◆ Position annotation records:
======

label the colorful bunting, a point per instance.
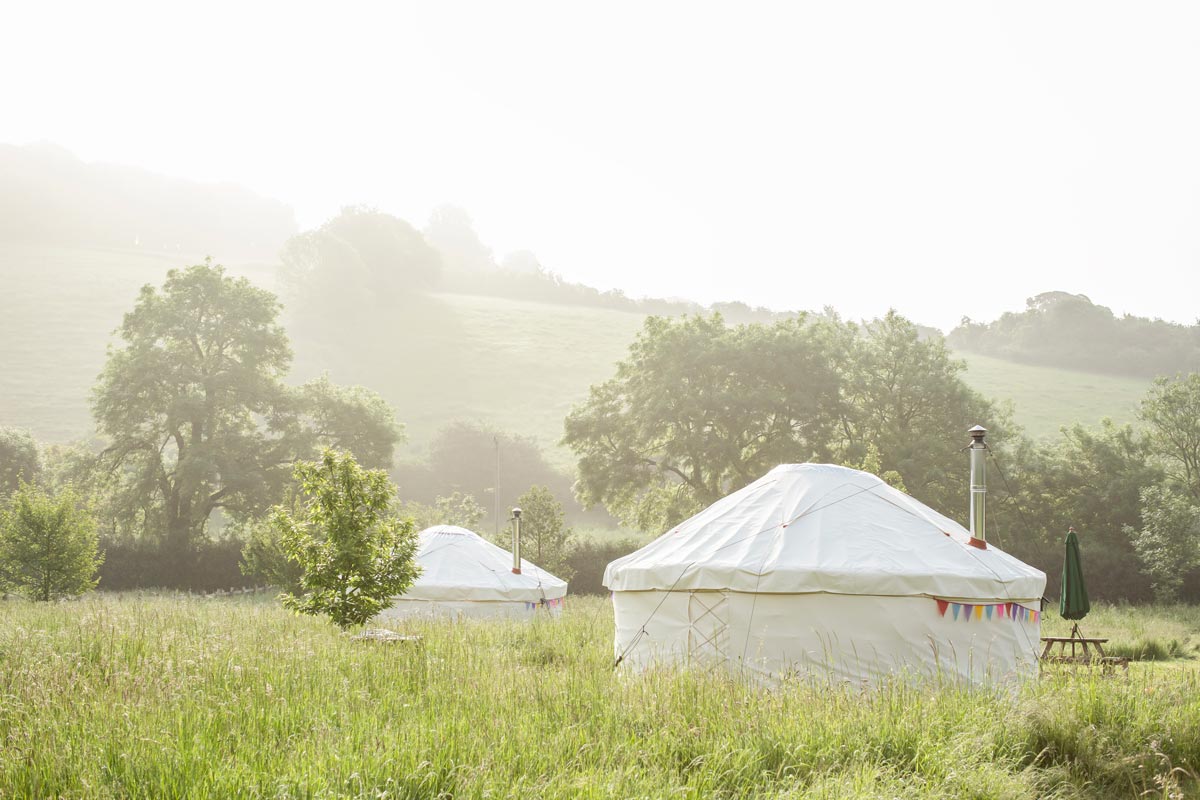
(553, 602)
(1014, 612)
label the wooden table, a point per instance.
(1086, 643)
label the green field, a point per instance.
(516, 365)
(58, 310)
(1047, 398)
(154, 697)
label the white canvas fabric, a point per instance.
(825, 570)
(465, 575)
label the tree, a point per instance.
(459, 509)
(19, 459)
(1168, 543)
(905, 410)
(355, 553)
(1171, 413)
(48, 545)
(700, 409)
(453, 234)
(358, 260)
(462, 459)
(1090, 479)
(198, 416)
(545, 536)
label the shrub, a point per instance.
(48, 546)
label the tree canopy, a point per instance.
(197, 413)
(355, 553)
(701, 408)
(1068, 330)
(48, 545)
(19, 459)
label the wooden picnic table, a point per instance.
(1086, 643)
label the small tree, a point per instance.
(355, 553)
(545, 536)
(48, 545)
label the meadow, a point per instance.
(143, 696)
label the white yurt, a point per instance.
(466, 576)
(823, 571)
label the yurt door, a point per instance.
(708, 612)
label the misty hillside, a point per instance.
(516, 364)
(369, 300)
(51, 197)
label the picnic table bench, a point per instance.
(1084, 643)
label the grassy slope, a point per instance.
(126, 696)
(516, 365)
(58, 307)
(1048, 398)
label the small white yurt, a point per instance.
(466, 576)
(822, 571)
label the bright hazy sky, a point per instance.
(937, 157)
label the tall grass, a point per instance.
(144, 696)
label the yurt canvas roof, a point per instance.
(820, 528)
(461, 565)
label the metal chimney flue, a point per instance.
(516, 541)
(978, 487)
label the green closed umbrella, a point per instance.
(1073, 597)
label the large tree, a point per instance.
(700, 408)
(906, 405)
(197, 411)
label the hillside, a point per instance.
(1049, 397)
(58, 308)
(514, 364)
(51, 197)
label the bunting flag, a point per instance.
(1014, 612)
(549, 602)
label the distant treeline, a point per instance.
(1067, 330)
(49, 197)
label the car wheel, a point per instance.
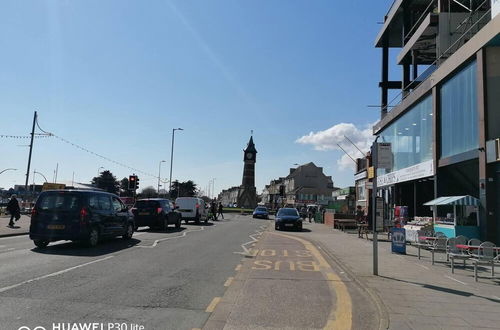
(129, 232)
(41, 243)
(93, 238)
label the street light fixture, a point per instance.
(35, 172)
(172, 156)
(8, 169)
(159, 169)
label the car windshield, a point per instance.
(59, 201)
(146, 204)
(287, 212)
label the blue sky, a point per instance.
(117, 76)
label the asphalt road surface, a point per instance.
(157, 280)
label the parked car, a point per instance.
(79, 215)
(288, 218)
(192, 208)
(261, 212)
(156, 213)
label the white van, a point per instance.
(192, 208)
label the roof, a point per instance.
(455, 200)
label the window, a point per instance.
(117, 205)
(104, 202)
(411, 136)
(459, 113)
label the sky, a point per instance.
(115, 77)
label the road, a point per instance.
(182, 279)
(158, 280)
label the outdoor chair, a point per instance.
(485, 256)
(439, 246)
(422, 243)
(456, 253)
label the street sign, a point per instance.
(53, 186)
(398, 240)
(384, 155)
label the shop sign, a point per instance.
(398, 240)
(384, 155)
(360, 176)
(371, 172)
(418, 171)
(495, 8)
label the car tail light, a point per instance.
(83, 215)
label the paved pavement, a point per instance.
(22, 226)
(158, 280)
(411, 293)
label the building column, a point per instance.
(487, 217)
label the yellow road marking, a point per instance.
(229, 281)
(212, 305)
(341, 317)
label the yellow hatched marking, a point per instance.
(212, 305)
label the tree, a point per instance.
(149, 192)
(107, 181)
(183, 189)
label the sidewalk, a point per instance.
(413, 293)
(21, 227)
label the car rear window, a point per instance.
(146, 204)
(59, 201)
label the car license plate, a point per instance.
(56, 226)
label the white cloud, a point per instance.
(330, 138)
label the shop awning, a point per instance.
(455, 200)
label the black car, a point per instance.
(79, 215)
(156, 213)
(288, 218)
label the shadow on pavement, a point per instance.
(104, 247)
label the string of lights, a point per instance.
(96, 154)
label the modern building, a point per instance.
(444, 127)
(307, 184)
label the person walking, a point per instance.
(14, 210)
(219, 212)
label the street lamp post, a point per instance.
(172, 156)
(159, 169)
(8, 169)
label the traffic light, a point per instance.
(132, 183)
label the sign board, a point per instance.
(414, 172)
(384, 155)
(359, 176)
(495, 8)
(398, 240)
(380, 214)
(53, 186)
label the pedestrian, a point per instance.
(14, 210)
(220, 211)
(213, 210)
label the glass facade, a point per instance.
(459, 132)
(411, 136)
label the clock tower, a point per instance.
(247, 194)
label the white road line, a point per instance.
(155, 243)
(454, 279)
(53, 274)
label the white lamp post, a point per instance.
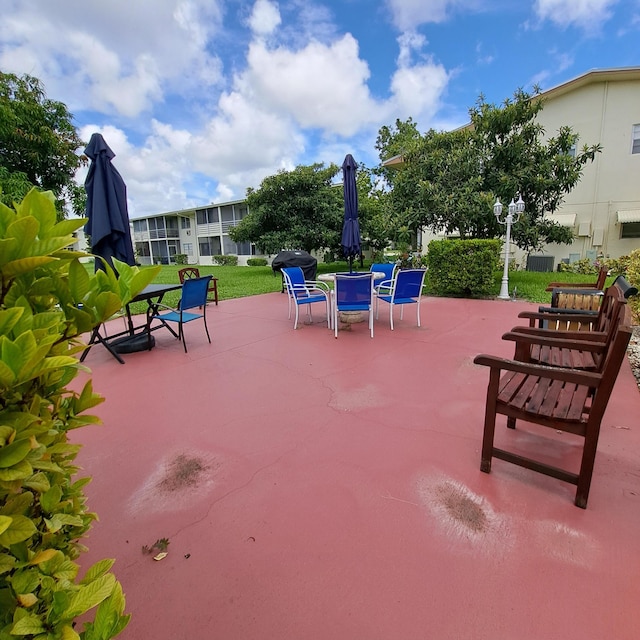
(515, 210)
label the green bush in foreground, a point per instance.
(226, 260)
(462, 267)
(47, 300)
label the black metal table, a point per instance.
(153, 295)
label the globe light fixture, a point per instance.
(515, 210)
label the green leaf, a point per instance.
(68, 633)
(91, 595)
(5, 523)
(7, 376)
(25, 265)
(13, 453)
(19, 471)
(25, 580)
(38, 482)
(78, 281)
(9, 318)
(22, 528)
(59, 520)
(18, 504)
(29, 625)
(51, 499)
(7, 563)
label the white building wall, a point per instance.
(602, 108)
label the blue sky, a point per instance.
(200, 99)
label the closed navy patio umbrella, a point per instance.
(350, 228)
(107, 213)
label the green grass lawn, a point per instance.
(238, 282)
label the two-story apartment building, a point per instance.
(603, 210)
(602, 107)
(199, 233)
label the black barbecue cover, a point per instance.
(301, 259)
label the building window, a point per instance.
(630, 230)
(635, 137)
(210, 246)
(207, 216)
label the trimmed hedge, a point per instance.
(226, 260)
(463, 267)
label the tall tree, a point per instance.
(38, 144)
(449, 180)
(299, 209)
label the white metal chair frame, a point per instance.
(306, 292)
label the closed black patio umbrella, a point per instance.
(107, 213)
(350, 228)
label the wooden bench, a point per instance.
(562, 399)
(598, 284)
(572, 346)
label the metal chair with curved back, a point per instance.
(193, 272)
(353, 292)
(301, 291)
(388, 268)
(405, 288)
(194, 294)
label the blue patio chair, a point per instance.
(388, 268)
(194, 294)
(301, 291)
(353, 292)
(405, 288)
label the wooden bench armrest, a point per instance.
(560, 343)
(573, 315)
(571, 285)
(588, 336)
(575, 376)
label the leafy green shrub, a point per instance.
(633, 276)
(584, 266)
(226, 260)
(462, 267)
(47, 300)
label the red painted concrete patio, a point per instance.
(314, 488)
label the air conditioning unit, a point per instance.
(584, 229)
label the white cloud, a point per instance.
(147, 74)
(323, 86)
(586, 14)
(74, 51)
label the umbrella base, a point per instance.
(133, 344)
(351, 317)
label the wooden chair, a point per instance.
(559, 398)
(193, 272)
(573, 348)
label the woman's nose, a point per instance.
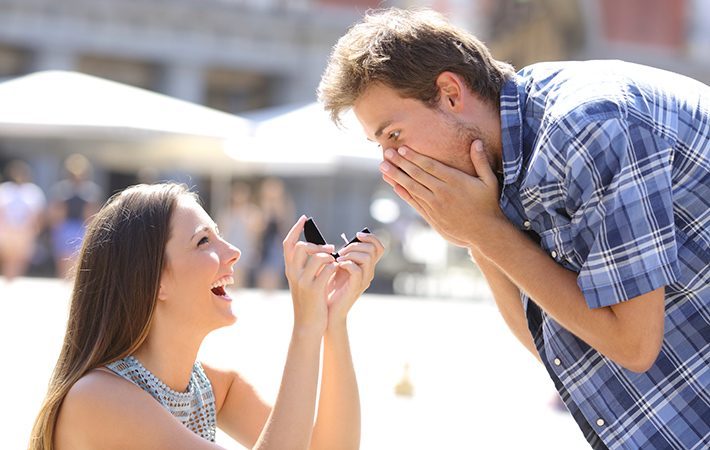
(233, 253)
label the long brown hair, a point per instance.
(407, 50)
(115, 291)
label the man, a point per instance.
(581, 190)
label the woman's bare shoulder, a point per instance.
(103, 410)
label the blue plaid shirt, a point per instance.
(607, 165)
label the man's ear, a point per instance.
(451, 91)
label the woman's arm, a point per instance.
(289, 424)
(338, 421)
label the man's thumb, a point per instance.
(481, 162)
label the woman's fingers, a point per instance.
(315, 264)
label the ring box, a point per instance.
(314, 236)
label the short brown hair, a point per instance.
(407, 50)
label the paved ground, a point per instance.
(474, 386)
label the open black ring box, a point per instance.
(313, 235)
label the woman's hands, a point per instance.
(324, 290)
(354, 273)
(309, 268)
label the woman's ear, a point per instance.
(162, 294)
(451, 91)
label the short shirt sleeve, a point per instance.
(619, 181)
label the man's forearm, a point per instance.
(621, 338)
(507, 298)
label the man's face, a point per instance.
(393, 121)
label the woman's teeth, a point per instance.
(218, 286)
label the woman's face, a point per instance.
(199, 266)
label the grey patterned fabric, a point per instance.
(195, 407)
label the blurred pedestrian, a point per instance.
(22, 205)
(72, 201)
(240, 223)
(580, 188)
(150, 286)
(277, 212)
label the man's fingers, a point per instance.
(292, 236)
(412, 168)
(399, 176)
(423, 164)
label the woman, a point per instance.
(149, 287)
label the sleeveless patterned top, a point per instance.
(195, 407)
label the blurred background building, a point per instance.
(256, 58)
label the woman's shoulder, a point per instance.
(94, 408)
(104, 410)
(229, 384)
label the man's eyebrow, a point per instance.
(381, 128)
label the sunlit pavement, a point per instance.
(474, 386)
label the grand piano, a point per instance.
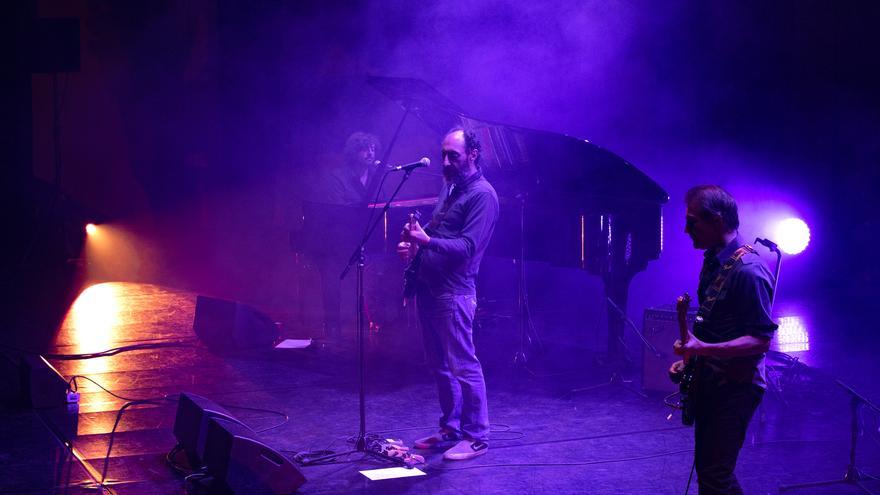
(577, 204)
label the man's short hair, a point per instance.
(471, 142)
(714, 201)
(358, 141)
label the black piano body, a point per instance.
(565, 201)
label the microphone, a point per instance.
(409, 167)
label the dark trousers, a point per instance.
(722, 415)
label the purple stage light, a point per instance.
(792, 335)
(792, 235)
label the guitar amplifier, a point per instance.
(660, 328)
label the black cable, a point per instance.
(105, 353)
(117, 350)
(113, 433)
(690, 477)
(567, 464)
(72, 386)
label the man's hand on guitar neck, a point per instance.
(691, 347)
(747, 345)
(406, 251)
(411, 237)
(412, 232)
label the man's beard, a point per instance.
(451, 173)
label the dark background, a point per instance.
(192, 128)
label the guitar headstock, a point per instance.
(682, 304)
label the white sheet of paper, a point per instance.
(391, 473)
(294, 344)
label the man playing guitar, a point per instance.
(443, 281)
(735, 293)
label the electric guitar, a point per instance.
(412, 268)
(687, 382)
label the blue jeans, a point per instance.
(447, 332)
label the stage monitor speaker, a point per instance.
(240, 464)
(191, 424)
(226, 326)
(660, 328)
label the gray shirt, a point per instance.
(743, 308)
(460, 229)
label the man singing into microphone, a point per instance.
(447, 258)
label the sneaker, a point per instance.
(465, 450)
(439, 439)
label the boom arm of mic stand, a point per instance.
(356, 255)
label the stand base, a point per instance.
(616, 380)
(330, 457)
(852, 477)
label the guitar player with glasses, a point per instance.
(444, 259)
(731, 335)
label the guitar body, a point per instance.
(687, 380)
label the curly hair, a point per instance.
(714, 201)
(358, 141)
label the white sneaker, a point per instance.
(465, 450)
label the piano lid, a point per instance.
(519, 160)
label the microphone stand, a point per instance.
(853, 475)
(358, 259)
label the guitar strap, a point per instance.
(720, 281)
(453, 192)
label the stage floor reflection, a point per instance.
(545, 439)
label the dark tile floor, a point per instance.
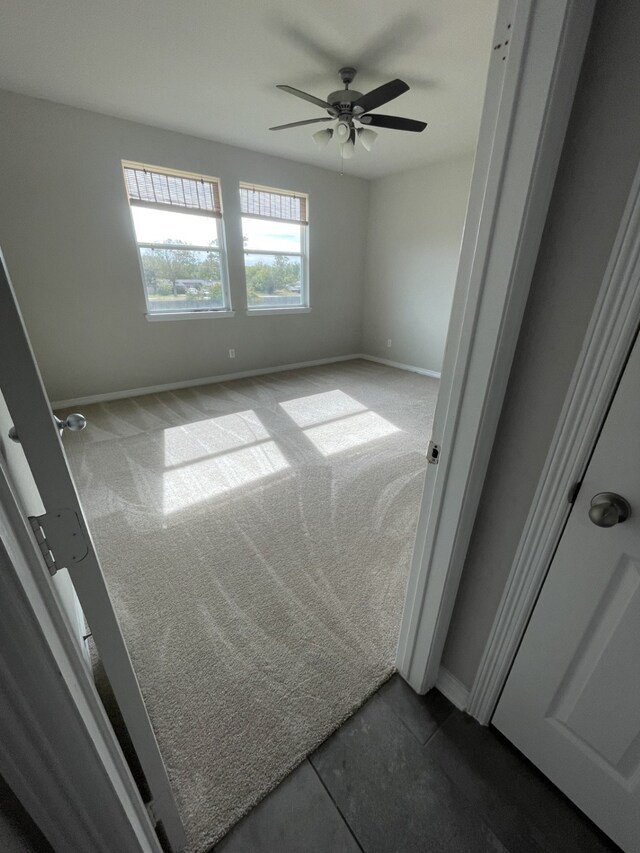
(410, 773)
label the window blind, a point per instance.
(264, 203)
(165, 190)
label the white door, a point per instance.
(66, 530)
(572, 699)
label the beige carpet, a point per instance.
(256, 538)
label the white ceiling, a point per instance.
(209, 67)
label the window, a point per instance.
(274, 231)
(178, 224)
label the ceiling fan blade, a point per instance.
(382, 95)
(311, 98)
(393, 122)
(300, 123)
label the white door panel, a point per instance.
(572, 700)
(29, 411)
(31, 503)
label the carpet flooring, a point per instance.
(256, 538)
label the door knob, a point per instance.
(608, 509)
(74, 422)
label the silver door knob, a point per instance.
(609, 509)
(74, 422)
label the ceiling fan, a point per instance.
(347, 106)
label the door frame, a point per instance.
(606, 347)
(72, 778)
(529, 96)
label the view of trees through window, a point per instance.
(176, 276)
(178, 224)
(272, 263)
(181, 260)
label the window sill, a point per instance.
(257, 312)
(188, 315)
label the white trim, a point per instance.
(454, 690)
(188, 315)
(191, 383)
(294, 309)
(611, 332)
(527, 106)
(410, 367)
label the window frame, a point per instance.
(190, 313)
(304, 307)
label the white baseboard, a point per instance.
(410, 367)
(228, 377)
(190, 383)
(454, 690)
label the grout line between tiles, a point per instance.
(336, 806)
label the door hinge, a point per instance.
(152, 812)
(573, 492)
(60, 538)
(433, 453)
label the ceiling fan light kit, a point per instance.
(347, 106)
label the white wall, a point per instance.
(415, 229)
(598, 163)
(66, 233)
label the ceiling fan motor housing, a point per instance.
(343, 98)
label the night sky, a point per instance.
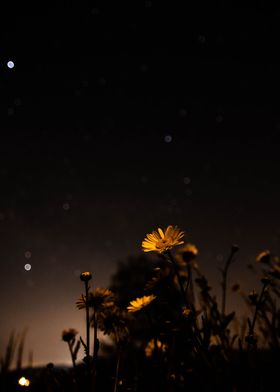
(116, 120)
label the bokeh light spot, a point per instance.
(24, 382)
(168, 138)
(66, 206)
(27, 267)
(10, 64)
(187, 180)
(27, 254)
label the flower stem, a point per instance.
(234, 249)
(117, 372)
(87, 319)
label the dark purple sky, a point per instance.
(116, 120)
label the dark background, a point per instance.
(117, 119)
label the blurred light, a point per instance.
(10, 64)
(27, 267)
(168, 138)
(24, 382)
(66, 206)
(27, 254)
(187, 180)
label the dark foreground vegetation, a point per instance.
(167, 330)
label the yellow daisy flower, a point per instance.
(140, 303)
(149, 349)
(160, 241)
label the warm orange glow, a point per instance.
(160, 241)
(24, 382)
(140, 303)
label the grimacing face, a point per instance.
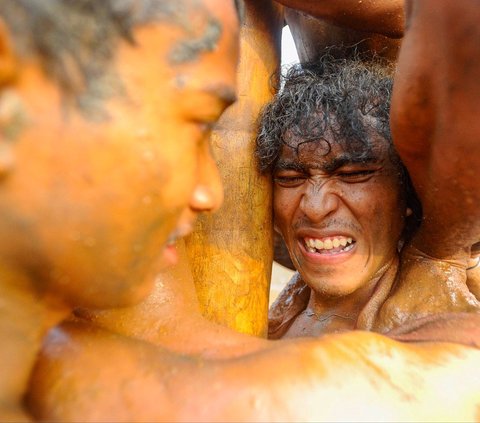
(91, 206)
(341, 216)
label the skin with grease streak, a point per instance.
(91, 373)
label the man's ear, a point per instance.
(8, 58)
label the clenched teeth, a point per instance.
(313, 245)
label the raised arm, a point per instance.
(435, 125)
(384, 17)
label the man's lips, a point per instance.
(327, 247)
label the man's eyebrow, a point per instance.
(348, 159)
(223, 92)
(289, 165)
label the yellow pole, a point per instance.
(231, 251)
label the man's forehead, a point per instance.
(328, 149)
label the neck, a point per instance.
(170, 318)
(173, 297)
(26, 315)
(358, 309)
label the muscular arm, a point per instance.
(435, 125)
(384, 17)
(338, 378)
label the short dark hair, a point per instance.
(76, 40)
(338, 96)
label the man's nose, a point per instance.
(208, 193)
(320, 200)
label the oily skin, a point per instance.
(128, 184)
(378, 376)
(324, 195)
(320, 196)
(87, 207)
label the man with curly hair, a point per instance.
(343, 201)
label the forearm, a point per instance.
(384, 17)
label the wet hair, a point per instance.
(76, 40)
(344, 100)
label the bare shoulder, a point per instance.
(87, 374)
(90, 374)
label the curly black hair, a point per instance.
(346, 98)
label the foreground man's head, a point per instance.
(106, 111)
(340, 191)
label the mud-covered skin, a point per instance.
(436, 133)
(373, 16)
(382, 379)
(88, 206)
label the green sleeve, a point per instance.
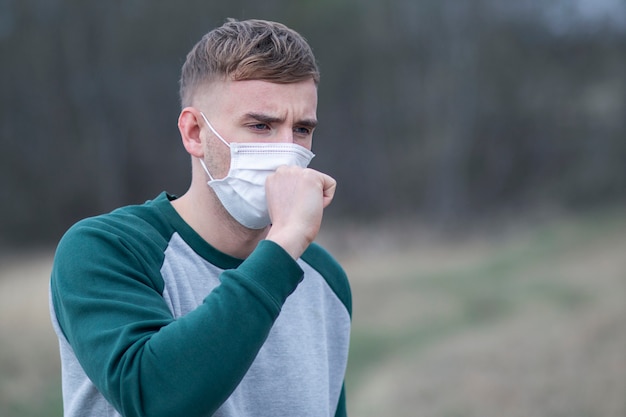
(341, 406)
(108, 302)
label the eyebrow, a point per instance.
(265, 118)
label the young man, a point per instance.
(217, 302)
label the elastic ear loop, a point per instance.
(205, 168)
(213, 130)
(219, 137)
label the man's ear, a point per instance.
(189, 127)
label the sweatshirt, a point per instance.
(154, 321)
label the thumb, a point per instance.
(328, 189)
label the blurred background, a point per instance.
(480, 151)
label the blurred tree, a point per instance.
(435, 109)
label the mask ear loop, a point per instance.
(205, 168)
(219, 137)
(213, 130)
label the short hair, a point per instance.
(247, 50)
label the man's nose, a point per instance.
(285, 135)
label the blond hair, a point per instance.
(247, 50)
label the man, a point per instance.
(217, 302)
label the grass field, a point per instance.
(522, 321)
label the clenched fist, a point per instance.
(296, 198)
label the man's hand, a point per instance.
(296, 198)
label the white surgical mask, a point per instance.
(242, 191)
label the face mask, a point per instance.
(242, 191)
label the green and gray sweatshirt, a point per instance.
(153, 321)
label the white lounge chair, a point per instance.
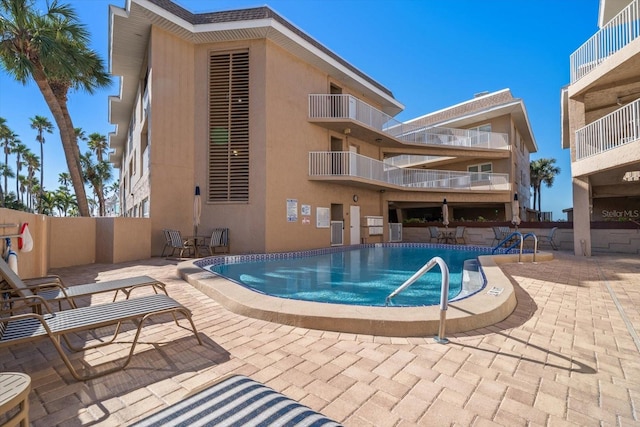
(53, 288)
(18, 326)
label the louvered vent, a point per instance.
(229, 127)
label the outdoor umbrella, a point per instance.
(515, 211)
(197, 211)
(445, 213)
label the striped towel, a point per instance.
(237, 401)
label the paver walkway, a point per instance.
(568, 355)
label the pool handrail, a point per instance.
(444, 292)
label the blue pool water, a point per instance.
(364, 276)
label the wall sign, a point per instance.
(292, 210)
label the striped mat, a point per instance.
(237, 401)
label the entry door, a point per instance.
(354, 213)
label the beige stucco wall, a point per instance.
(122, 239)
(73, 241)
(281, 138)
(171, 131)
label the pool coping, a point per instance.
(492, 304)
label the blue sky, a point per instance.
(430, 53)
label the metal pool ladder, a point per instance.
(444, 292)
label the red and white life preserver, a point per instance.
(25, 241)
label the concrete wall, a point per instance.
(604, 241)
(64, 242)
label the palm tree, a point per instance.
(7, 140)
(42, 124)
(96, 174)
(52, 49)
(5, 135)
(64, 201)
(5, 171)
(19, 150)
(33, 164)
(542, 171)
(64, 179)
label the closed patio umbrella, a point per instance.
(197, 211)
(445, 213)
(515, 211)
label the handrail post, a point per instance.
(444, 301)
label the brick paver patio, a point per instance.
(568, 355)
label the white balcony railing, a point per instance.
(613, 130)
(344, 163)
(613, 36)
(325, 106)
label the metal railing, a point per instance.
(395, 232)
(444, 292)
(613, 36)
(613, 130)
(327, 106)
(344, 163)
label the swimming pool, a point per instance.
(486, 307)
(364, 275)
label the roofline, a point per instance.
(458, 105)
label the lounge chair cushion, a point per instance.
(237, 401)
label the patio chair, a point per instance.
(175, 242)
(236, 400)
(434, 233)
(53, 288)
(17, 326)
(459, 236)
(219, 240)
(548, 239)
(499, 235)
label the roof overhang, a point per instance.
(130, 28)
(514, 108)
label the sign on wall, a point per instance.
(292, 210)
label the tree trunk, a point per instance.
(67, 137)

======

◆ Directive:
Set down, word for word, only the lines running from the line with "label the blue pool" to the last line of the listing above. Both of those lines belong in your answer.

◆ Response to the task:
label the blue pool water, a point per instance.
(364, 276)
label the wall sign, a point per instance.
(292, 210)
label the striped mat, a point per instance.
(237, 401)
label the entry door, a point per instance.
(354, 213)
label the beige stucco wall, a point per instance.
(122, 239)
(73, 241)
(281, 138)
(171, 131)
label the pool coping, a point per instance.
(492, 304)
label the blue sky, a point per instance.
(430, 53)
label the metal pool ladder, a point per instance.
(444, 292)
label the red and white life preserver, a point per instance.
(25, 241)
label the concrete wall, a point per instance.
(604, 241)
(64, 242)
label the palm tree, a point per instance.
(7, 140)
(42, 124)
(96, 174)
(52, 49)
(5, 135)
(64, 201)
(5, 171)
(19, 150)
(33, 164)
(542, 171)
(64, 179)
label the closed patio umbrella, a point per instance.
(197, 211)
(445, 213)
(515, 211)
label the handrail post, a point per instance.
(444, 301)
label the brick paver patio, a point per instance.
(568, 355)
label the white balcony railing, a point per instance.
(613, 130)
(344, 163)
(613, 36)
(325, 106)
label the metal railing, a point per instance.
(395, 232)
(444, 292)
(613, 36)
(613, 130)
(327, 106)
(344, 163)
label the swimming pool, a point per instance.
(486, 307)
(364, 275)
label the roofline, a point per instance.
(458, 105)
label the lounge chair cushion, a point per instance.
(237, 401)
label the patio chair, a point per instance.
(175, 242)
(236, 400)
(434, 233)
(53, 288)
(17, 326)
(459, 236)
(219, 240)
(548, 239)
(499, 235)
label the roof overhang, a point per instance.
(130, 28)
(514, 108)
label the sign on wall, a point per instance.
(292, 210)
label the tree trunk, a point per instance.
(67, 137)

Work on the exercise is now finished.